Dataset excerpts
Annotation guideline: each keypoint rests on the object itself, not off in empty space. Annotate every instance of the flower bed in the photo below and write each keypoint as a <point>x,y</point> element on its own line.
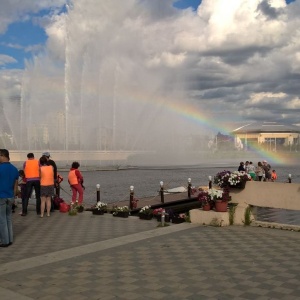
<point>231,179</point>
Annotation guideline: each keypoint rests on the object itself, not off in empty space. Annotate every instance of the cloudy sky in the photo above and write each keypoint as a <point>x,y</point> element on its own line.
<point>239,60</point>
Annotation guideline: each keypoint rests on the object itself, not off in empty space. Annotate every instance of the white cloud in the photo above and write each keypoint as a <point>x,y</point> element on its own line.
<point>6,59</point>
<point>14,10</point>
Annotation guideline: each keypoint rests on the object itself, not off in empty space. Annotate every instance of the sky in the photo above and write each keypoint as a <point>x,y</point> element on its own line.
<point>238,59</point>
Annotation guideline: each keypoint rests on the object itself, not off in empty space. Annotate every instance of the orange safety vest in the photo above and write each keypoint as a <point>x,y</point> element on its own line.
<point>47,175</point>
<point>32,168</point>
<point>59,178</point>
<point>72,178</point>
<point>274,176</point>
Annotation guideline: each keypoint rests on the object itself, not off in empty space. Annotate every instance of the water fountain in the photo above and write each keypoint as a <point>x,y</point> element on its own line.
<point>108,93</point>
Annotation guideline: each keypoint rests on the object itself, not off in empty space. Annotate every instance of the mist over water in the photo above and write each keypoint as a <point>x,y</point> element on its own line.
<point>110,90</point>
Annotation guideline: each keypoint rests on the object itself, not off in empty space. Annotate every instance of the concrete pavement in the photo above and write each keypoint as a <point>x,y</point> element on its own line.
<point>105,257</point>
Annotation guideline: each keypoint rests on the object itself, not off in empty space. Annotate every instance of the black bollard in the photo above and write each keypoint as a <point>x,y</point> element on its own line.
<point>189,187</point>
<point>209,182</point>
<point>131,194</point>
<point>98,192</point>
<point>162,194</point>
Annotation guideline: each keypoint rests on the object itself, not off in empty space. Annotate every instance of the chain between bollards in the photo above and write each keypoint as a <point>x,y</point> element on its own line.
<point>131,195</point>
<point>98,192</point>
<point>162,194</point>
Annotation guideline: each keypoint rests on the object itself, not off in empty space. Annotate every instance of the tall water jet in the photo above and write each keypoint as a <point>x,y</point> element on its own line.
<point>115,89</point>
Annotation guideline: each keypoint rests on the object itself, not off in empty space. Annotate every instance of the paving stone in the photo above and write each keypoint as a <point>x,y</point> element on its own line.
<point>101,257</point>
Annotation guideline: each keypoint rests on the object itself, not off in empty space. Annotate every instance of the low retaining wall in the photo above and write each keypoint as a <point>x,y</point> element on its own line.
<point>256,193</point>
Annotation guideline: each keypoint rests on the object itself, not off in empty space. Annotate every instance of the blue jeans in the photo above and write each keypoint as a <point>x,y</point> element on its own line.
<point>6,231</point>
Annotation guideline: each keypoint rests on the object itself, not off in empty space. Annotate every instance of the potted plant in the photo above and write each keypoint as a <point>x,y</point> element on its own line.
<point>121,211</point>
<point>206,202</point>
<point>146,213</point>
<point>231,179</point>
<point>79,207</point>
<point>99,208</point>
<point>158,212</point>
<point>179,218</point>
<point>221,198</point>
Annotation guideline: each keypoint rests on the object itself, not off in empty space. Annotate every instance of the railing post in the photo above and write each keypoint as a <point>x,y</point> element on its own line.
<point>131,194</point>
<point>209,182</point>
<point>189,187</point>
<point>163,213</point>
<point>98,192</point>
<point>162,195</point>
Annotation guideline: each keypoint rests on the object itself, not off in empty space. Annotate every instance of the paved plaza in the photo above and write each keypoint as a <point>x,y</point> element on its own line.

**WHAT THE TASK ASKS**
Drop the images and copy all the data exactly.

**FINISHED TASK**
Annotation guideline: each keypoint rests on the object itself, not off in empty space. Annotate every instance of the flower bed in the photo below and write each keypoint as a <point>x,y</point> element on its own line.
<point>231,179</point>
Annotation guideline: each keypoint rests on the object itself, not off in empty space. Annotate every instance of the cloudy sky in the photo above and write each keypoint as a <point>x,y</point> element on its own line.
<point>239,60</point>
Annotation guideline: each keypoint rests on the object itself, not off in empty space. Annotate every instance of the white cloud in the photo above and write each keypoint as a <point>x,y</point> element on its own line.
<point>6,59</point>
<point>14,10</point>
Annotation guideline: each keypoint rests on the object itself, not off in empty space. Annotate every instance of the sky in the photo above and write each keypoint as a <point>x,y</point> element on its own line.
<point>238,59</point>
Annotation guideline: each keypoint rests on the object itself, not off in empty space. Annotate every instance of the orange safety vest in the photo above and write each keypoint as a <point>x,y</point> element on its own line.
<point>47,175</point>
<point>32,168</point>
<point>59,178</point>
<point>72,178</point>
<point>274,176</point>
Annotation guideline: each keypoint rests on the object itself, not off in empty space. Annotate every instance of the water fountain in the photo above and write each keypoint as a <point>x,y</point> element on its own line.
<point>108,93</point>
Annotation guideline: each keypoint rests on the object itself, not off in empty space. Annotate every instance of the mist over water in the photo above and write each keypoint as a <point>x,y</point> element on its own line.
<point>110,90</point>
Annotation guideline: each keypoint rests on the object itself, not off in empty space. Annotate every instance of the concrete pavement in the photo above and write each keypoint as a <point>x,y</point> element on its own line.
<point>105,257</point>
Annotation guideline: each keypoint rests on the object itself, not off in empty space. Annotate every instance of the black bollard in the photo above and write each keypoint as a <point>x,y</point> element on its own line.
<point>189,187</point>
<point>209,182</point>
<point>131,194</point>
<point>98,192</point>
<point>162,194</point>
Annotation guideline: each keypoint rests on the object itself, not off in empty space. Annotate every instance of the chain between bollards in the photo above and write each keypoint as a <point>x,y</point> element on its own line.
<point>131,195</point>
<point>98,192</point>
<point>162,194</point>
Annotation guideline: each keypoint rests on the object itself, not off in empty space. Annotate every instance of the tall water jet in the photo above and write each keypoint as a <point>x,y</point> element on its own line.
<point>115,89</point>
Annotation guideline: each keypoint rests on the object itself, not off in empty space. Annotate every instance of the paving stone in the photo above and write each keypoint as a <point>x,y</point> element on its own line.
<point>101,257</point>
Annotation guideline: each keypoint rests on the object itself, not off in empty space. Annotate every instance of the low retaining wall in the photo above and write each keypoint as a <point>x,y</point> element on its own line.
<point>256,193</point>
Annotation guideline: each keypoint rests on the object itself, not off in empty space. Annotate every instance of the blue jeans in the photo above and write each keypoint as a <point>x,y</point> element on its own line.
<point>6,231</point>
Annotation guideline: each keypoint rests on the object itself, not off in empty space. Annotate every instance of the potted plant in the photo above and write each keypoint as a <point>x,y</point> element on its own line.
<point>121,211</point>
<point>206,202</point>
<point>146,213</point>
<point>231,179</point>
<point>79,207</point>
<point>99,208</point>
<point>158,212</point>
<point>179,218</point>
<point>221,198</point>
Annotation guideline: each keypoint rests on the object itself, not off in empty space. Annotate every instance of the railing post in the photo above and write each keypoint as a <point>x,y</point> element on its own line.
<point>131,194</point>
<point>209,182</point>
<point>189,187</point>
<point>163,213</point>
<point>98,192</point>
<point>162,195</point>
Annotation guideline: each keypoint rests on the object itself, not off in empty space. Annotate every instance of the paved plaza in the photo above and write each keypoint as a <point>x,y</point> element on its own line.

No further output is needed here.